### The input ###

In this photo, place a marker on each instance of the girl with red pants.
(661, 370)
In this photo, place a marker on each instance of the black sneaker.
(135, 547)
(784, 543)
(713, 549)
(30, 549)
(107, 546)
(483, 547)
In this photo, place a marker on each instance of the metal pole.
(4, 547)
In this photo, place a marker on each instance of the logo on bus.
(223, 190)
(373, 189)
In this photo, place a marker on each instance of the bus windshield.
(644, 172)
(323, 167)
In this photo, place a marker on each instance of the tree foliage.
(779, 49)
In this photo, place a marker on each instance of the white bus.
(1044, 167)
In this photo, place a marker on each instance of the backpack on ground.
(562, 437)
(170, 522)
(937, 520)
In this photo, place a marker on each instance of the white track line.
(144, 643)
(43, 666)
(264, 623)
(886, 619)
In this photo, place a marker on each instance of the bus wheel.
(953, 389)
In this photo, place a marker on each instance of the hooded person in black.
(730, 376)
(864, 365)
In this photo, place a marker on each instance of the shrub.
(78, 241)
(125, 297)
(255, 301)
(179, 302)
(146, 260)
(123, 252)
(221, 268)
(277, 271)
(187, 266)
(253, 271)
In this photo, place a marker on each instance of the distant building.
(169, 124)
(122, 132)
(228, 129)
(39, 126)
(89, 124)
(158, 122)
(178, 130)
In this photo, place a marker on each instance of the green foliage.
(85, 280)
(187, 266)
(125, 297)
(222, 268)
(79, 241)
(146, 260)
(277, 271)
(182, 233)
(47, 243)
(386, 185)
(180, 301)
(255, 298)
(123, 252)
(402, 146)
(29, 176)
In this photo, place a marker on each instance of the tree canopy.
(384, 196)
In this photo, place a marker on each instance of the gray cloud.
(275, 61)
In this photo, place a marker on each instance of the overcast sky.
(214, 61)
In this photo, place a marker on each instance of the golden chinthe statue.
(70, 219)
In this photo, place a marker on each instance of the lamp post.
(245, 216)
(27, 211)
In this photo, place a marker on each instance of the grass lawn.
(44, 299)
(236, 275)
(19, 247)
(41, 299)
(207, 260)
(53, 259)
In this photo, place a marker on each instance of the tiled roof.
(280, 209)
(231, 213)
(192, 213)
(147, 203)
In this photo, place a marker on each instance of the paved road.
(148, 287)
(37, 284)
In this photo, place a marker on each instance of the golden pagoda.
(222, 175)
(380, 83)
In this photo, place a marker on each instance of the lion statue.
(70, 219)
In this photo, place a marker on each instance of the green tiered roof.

###

Aim of the exercise: May I have all of the records repeated exactly?

Answer to this problem:
In this photo, place a marker on each instance of the girl with red pants.
(661, 370)
In this photo, place a marker on each instance of the black sneaker.
(135, 547)
(784, 543)
(713, 549)
(30, 549)
(107, 546)
(483, 547)
In this photo, place a marker on each instance of the metal pole.
(4, 547)
In this photo, place a marker on each instance of the logo on bus.
(223, 190)
(373, 189)
In this photo, place a marker on each instance of the bus windshield.
(644, 172)
(323, 167)
In this photo, place a marker on each instance of the tree foliage.
(779, 49)
In this photo, place a marker on each instance of the white bus.
(1044, 167)
In this photo, place a marker on each instance of the backpack on ground.
(562, 437)
(170, 522)
(937, 520)
In this photo, place a marker on each instance of the white track line.
(144, 643)
(43, 666)
(264, 623)
(886, 619)
In this photo, place a marker on each instance of the bus wheel.
(953, 389)
In this photo, place a marker on each instance of the hooded person in black.
(730, 376)
(864, 365)
In this photo, place a marker on each instance of the shrub.
(78, 241)
(125, 297)
(255, 301)
(179, 302)
(146, 260)
(123, 252)
(221, 268)
(277, 271)
(187, 266)
(253, 271)
In this photo, place a marker on each instance of the distant building.
(169, 124)
(122, 132)
(228, 129)
(39, 126)
(89, 124)
(158, 122)
(178, 130)
In this photo, place a marker on each instance of the green foliage.
(85, 280)
(187, 266)
(125, 297)
(222, 268)
(79, 241)
(146, 260)
(277, 271)
(182, 233)
(47, 243)
(386, 185)
(180, 301)
(255, 298)
(123, 252)
(402, 146)
(29, 176)
In this photo, place a marker on each instance of the tree canopy.
(384, 196)
In this photo, place a marker on each instance of the gray cloud.
(275, 61)
In this photo, place a marker on each instance of the overcast sky.
(214, 61)
In this photo, place a marker on each instance of the golden chinthe statue.
(70, 219)
In this photo, place a marker on each instance of the lamp post.
(245, 216)
(27, 211)
In this photo, place a marker on each instance of the grass lawn.
(44, 299)
(236, 275)
(19, 247)
(41, 299)
(207, 260)
(53, 259)
In this photo, place a marker on each instance of the tiled roof.
(280, 209)
(231, 213)
(192, 213)
(147, 203)
In this photo, place a marker on each instance of the paved road.
(148, 287)
(37, 284)
In this photo, place a marker on each instance of the golden pagoda.
(222, 175)
(380, 83)
In this photo, place a marker on each instance of the lion statue.
(70, 219)
In this photo, place a marker on each instance of the green tiered roof.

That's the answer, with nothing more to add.